··· Input data ···
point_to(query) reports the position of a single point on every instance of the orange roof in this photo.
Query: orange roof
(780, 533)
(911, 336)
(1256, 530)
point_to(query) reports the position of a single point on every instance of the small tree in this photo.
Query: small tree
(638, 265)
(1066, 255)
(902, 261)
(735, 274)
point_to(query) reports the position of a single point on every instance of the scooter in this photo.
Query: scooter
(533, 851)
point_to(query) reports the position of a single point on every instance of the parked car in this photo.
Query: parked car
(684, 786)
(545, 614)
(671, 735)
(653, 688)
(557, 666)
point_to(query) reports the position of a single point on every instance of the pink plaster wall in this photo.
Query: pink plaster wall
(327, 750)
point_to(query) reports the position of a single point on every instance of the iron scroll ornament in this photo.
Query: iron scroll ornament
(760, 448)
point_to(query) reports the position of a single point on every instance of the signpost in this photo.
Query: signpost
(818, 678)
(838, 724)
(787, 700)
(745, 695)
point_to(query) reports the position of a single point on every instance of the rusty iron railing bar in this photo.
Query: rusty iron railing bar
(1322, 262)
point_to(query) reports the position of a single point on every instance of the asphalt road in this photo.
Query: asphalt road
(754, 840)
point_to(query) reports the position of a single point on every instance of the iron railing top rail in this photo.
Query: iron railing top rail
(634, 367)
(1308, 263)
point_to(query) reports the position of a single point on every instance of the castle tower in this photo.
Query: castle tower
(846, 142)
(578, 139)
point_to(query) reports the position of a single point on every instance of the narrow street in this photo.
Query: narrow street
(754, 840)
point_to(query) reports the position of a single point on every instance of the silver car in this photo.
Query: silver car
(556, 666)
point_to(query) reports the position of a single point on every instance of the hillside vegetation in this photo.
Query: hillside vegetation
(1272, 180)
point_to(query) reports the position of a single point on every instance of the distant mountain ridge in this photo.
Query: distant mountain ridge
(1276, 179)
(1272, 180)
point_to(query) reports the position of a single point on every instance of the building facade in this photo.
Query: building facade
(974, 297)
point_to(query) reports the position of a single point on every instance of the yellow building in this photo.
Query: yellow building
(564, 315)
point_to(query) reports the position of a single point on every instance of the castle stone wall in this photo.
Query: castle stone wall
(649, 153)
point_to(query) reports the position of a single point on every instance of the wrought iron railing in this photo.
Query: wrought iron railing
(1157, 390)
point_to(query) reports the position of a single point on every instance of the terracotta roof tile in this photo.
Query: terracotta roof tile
···
→ Exercise: The sole thing to report is how many lines in the data hold the string "tile".

→ Task output: 2